TRECHO SELECIONADO
________________________________________

Alguém diria: mas como não criticar essa quadrilha que vem roubando o país? Como não falar mal de gente tão depravada? E como fica o espírito crítico, tão elogiado na educação dos anos 80?
Claro, há um gostinho especial em falar mal dos outros. Dizem os psicólogos que assim nós nos compensamos por nossos próprios defeitos.
Mas vale a pena ver a atitude de Maria de Nazaré, neste diálogo com José, que pode ser lido no livro “A Sombra do Pai”, do autor polonês Ian Dobraczynksi:
– Miriam – começou ele timidamente.
Ela deixou o que estava fazendo e aproximou-se da oficina.
– Precisas de algo, José?
– Não sei se ouvistes… Esta manhã, um mensageiro leu na cidade um decreto real…
– Ouvi a trombeta, mas não desci. De que se tratava?
– Foi proclamada a ordem para que todos, neste mesmo mês, se apresentem em seu local de nascimento para se inscreverem nos livros de família.
– Para que precisam inscrever-se?
– A inscrição será equivalente a prestar um juramento de obediência ao imperador romano.
– O que achas disso?
– Parece-me que não há motivo para indignar-se, como fazem alguns… Nossos próprios reis solicitaram outrora a proteção de Roma. Os romanos são pagãos. Mas não nos impõem seus deuses. Permitem que vivamos em nossa fé e nossos costumes. Graças a eles, acabaram-se as guerras…
– Se nos protegem das guerras, eles nos dão muito…
– Apoiam o rei Herodes e ele, em agradecimento, exorta a prestar este juramento. Aqui, o rei Herodes é odiado por todo mundo…
– Como deve doer-lhe saber que está rodeado por semelhante ódio! O homem odiado pelos outros muitas vezes se torna mau por culpa desse ódio.

________________________________________

CONJUNTO DE DADOS
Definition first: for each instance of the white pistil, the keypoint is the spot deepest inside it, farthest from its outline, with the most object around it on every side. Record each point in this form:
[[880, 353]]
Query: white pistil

________________________________________

SUA TAREFA
Reproduza fielmente a parte do trecho selecionado que se inicia nas palavras com "Claro, há um" e se encerra em "que precisam inscrever-se?".

SOLUÇÃO ESCRITA
Claro, há um gostinho especial em falar mal dos outros. Dizem os psicólogos que assim nós nos compensamos por nossos próprios defeitos.
Mas vale a pena ver a atitude de Maria de Nazaré, neste diálogo com José, que pode ser lido no livro “A Sombra do Pai”, do autor polonês Ian Dobraczynksi:
– Miriam – começou ele timidamente.
Ela deixou o que estava fazendo e aproximou-se da oficina.
– Precisas de algo, José?
– Não sei se ouvistes… Esta manhã, um mensageiro leu na cidade um decreto real…
– Ouvi a trombeta, mas não desci. De que se tratava?
– Foi proclamada a ordem para que todos, neste mesmo mês, se apresentem em seu local de nascimento para se inscreverem nos livros de família.
– Para que precisam inscrever-se?